» **EXERCISE DIRECTIONS**
For this exercise, retype all the data exactly and exclude every image.

» **DATA SHOWN**
⁂

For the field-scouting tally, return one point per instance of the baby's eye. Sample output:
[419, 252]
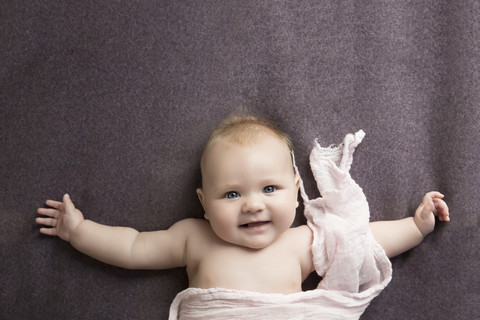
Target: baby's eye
[269, 189]
[232, 195]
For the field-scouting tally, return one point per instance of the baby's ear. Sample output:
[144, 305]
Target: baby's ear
[201, 197]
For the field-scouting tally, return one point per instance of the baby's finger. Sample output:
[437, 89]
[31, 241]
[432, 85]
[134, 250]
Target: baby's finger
[47, 221]
[49, 231]
[48, 212]
[441, 210]
[54, 204]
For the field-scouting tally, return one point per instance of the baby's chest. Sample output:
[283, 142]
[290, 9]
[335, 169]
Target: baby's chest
[252, 271]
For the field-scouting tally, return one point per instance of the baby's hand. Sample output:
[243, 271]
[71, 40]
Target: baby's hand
[431, 206]
[63, 218]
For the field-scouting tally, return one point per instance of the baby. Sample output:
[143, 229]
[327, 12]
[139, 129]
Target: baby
[246, 242]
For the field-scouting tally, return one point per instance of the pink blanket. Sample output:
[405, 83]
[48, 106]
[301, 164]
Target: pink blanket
[354, 267]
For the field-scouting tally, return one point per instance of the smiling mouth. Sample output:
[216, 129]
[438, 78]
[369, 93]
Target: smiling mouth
[254, 224]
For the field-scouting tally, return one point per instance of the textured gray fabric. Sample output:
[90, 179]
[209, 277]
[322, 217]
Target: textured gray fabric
[113, 101]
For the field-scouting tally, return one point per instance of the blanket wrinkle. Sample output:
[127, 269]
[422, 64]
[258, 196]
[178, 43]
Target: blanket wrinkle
[353, 266]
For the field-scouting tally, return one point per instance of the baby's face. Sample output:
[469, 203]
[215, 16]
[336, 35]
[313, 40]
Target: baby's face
[249, 192]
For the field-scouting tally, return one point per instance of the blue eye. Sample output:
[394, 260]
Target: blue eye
[232, 195]
[269, 189]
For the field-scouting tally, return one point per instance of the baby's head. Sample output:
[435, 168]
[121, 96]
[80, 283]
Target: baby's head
[249, 187]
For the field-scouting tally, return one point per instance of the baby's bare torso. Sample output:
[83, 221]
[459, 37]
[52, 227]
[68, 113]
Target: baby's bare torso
[279, 268]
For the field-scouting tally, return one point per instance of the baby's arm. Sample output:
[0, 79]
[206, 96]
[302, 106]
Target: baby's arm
[399, 236]
[119, 246]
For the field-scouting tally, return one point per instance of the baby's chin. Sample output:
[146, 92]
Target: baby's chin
[255, 245]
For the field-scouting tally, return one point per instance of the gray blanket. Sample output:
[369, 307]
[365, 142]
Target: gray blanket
[113, 101]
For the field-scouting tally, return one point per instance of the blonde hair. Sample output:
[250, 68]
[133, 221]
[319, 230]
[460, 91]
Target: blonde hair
[245, 130]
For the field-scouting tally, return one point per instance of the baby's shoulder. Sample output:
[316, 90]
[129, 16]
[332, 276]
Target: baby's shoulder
[301, 234]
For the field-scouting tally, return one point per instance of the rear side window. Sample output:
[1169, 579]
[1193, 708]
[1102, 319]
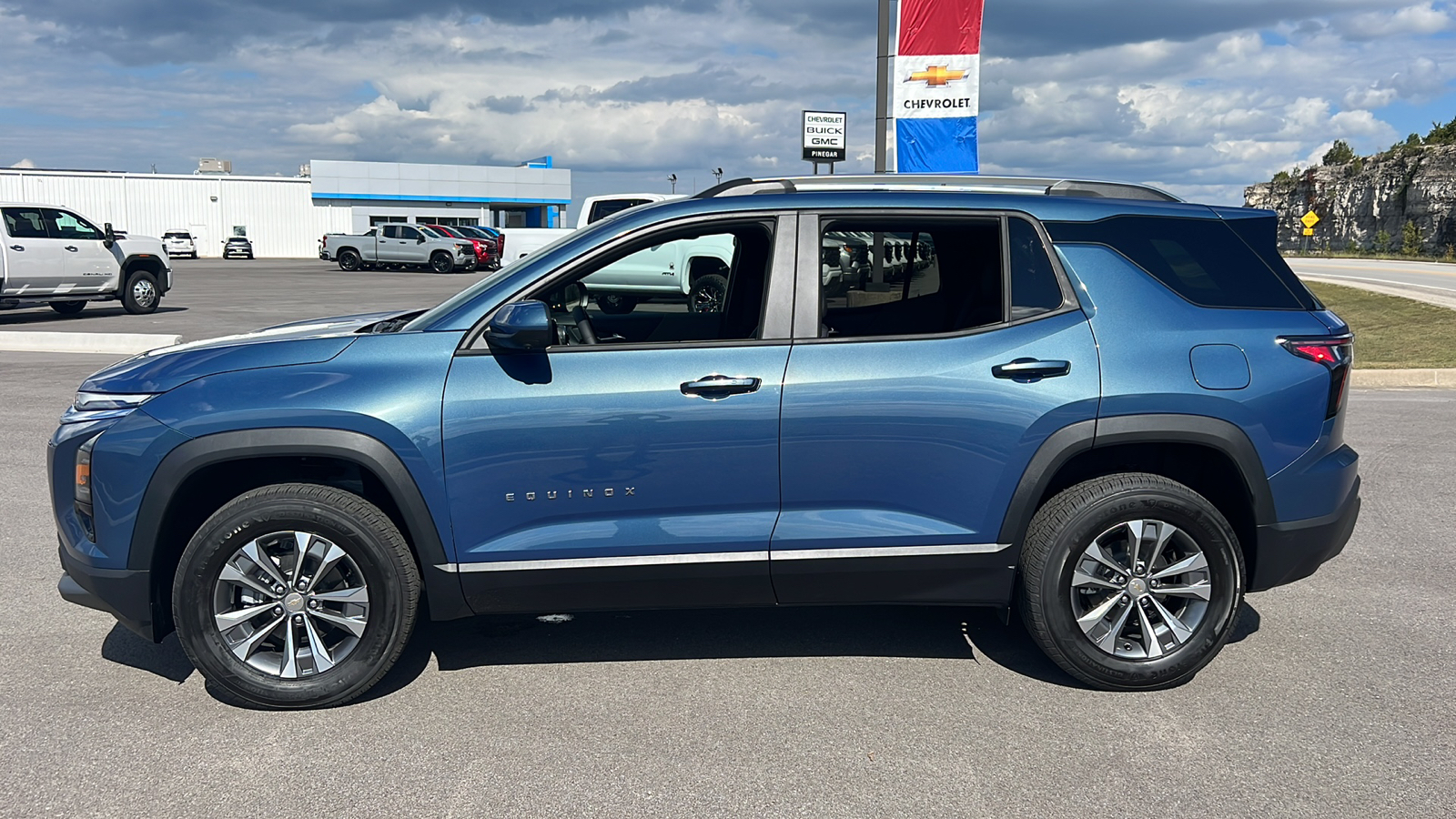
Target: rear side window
[1201, 259]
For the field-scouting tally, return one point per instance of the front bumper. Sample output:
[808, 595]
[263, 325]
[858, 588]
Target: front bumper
[120, 592]
[1292, 551]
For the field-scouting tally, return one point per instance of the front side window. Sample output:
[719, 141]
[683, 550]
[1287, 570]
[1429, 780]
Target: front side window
[25, 223]
[909, 278]
[70, 227]
[684, 286]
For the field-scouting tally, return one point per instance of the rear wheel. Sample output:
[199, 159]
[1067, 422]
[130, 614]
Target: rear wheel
[140, 295]
[296, 596]
[1130, 581]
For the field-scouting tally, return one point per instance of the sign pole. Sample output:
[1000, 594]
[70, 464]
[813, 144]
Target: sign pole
[883, 91]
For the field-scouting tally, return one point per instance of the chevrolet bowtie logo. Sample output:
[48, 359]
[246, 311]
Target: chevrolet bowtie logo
[936, 76]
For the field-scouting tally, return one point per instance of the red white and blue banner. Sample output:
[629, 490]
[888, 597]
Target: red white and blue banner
[936, 86]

⁂

» **SOLVED PROBLEM**
For the field-scouting tally, return one point per instance of the baby's eye. Sample output:
[419, 252]
Target: baby's eye
[269, 189]
[232, 195]
For the field-scouting tally, return one point per instance of the baby's ear. Sample output:
[144, 305]
Target: baby's ear
[201, 197]
For the field-scouting tally, return one point per instance of the baby's finger. Sample output:
[437, 89]
[31, 241]
[432, 85]
[134, 250]
Target: baby's finger
[47, 221]
[49, 231]
[48, 212]
[441, 210]
[54, 204]
For the field-scouting tally, return one point per instance of the baby's chest. Sample output:
[283, 142]
[290, 9]
[335, 169]
Target: baby's chest
[252, 271]
For the field-scouting tally, return one point per instance of the baby's hand. Sample output:
[243, 271]
[71, 40]
Target: baby's hand
[431, 206]
[63, 218]
For the field-scouting tally, return one point per instance of the baby. Sample output:
[143, 229]
[327, 12]
[139, 129]
Target: baby
[246, 242]
For the field-scouting tally, return one point per instance of the pink blanket. Sample output:
[405, 83]
[48, 106]
[301, 164]
Target: pink blanket
[354, 267]
For the field-scouting tally, return one point per instance of the smiling mouth. Sample output:
[216, 129]
[438, 78]
[369, 93]
Target: smiling mouth
[254, 224]
For the field-scouting tally, return one point per instance of the textured gray fabric. Sample output:
[90, 179]
[209, 277]
[322, 217]
Target: textured gray fabric
[113, 101]
For the field-scouting tally, return one point per instance of the blanket wrinkle. Sample output:
[127, 269]
[422, 64]
[258, 196]
[178, 43]
Target: blanket wrinkle
[353, 266]
For the field-scouting tally, return one point per instance of the baby's face. Sample output:
[469, 203]
[215, 16]
[336, 35]
[313, 40]
Target: baby's face
[249, 192]
For the field-scouting tally, return one point per instance of the blue eye. Sample output:
[394, 260]
Target: blue eye
[232, 195]
[269, 189]
For the field-scouting tally, return one point per instance of the baby's head. Sample output:
[435, 168]
[121, 96]
[80, 283]
Target: baby's head
[249, 187]
For the field-scouting tally, return one point per instance of the baby's bare torso. Sample output:
[83, 221]
[459, 37]
[52, 227]
[68, 113]
Target: baby's bare torso
[279, 268]
For the field-scouting tally, return one point per instance of the baby's arm. Sample output:
[0, 79]
[206, 96]
[302, 106]
Target: baby's arm
[399, 236]
[119, 246]
For the field-scouting tally, return one point per instance of the baby's chin. Sample output:
[146, 92]
Target: baby's chin
[255, 245]
For the field-scouting tally, return one point per instance of the gray blanket. Sample output:
[369, 307]
[365, 142]
Target: gray blanket
[113, 101]
For the field-scouting tally, return one point per instance of the blonde hair. Sample output:
[250, 68]
[133, 221]
[319, 230]
[460, 91]
Target: blonde hair
[245, 130]
For the field-scouting tally, return one point per instance of the baby's shoulder. Sample output:
[316, 90]
[129, 16]
[332, 276]
Target: baby's shoulder
[301, 234]
For the field-scouting tally, return one point per instance of the rear side window. Sample output:
[1169, 579]
[1193, 708]
[1102, 319]
Target: rear side window
[1201, 259]
For the field-scouting tally, return one point per instance of the front bumper. Sample output:
[808, 595]
[263, 325]
[858, 588]
Target: front bumper
[120, 592]
[1292, 551]
For the field-scouting tally, return one point per instance of the front side window. Sample output:
[719, 141]
[683, 550]
[1287, 570]
[1429, 780]
Target: front side window
[25, 223]
[909, 278]
[70, 227]
[684, 286]
For the field-scouting tally, return one point per instance of the rear wheel. Sample output:
[199, 159]
[1067, 422]
[130, 614]
Target: rear wheel
[140, 295]
[296, 596]
[1130, 581]
For the field-scouting tally, return one point per instance of the sign pole. Sample output:
[1000, 594]
[70, 464]
[813, 144]
Target: sign pole
[883, 91]
For the field-scouting tally, return one point per instance of the chevrolet bowtie logo. Sample output:
[48, 359]
[246, 311]
Target: chevrolet bowtie logo
[936, 76]
For the field-scouting tally, return one point per instance of the red white and blue banner. Sample output:
[629, 490]
[888, 597]
Target: red white and blue banner
[936, 86]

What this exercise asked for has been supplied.